Required work: Scan the data below and give the number of lines that include the word "chunk", with no other words.

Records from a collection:
########

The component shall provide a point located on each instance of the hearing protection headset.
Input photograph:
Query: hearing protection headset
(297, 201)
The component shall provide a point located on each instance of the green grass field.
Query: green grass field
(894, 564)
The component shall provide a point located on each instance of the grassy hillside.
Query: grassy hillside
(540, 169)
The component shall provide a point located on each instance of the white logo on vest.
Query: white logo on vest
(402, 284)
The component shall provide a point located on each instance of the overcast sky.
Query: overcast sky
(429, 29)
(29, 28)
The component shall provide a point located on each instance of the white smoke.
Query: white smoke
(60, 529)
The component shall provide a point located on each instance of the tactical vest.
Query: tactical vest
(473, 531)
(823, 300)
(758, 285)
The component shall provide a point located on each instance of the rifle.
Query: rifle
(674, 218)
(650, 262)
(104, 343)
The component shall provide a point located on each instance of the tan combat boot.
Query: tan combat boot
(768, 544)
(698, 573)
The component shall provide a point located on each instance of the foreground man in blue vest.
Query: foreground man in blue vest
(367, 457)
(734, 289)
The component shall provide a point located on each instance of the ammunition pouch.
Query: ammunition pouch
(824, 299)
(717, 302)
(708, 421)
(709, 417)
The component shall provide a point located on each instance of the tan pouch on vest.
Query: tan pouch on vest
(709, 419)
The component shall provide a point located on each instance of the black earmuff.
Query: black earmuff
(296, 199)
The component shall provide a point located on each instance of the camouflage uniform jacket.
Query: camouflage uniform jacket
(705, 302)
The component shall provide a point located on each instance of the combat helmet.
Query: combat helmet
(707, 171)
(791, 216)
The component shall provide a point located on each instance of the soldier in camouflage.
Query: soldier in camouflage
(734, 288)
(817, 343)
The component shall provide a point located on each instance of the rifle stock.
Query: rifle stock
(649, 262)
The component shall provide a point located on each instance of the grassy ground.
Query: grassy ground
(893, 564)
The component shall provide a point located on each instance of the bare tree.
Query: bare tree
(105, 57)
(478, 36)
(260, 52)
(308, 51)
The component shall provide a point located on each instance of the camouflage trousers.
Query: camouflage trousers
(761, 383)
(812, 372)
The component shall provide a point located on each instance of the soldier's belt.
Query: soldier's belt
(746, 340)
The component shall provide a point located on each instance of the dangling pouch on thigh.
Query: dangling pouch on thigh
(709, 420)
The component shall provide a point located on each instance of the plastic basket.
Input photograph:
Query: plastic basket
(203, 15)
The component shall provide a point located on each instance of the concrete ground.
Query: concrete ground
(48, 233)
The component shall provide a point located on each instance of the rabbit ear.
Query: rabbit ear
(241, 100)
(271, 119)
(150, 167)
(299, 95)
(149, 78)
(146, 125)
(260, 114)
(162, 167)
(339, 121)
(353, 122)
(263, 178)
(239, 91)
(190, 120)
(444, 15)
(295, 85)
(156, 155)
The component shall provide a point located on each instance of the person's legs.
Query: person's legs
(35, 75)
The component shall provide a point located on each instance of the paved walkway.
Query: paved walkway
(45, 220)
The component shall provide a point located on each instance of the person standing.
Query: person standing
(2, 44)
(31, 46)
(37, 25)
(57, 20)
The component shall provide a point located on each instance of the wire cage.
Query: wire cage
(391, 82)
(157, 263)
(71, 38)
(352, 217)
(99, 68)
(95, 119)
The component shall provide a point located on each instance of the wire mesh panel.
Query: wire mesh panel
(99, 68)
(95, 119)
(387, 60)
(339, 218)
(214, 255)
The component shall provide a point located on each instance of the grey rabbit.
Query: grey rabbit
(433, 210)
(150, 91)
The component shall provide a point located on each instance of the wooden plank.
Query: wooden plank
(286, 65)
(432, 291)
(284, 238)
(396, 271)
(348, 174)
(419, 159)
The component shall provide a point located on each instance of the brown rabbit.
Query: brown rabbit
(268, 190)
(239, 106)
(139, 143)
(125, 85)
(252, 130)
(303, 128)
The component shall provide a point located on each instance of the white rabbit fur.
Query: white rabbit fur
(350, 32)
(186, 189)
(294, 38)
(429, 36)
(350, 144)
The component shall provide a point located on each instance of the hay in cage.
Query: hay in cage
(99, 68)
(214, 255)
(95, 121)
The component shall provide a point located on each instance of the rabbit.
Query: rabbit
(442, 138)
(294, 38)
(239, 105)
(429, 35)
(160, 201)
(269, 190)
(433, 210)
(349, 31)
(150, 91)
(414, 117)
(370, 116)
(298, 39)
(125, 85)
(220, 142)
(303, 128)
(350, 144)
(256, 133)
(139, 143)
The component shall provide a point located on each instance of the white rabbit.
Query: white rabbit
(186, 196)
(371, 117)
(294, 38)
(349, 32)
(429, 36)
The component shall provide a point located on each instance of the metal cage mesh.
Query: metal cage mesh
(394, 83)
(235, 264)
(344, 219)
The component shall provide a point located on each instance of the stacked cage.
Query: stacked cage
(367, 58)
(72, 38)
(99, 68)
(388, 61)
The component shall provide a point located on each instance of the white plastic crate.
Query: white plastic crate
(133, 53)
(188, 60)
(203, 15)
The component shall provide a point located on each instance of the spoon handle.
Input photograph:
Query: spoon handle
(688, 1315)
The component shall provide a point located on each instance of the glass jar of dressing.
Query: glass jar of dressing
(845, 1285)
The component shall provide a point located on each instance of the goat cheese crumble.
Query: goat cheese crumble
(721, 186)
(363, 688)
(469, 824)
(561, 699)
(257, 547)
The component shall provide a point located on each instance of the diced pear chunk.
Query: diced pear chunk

########

Written reply: 2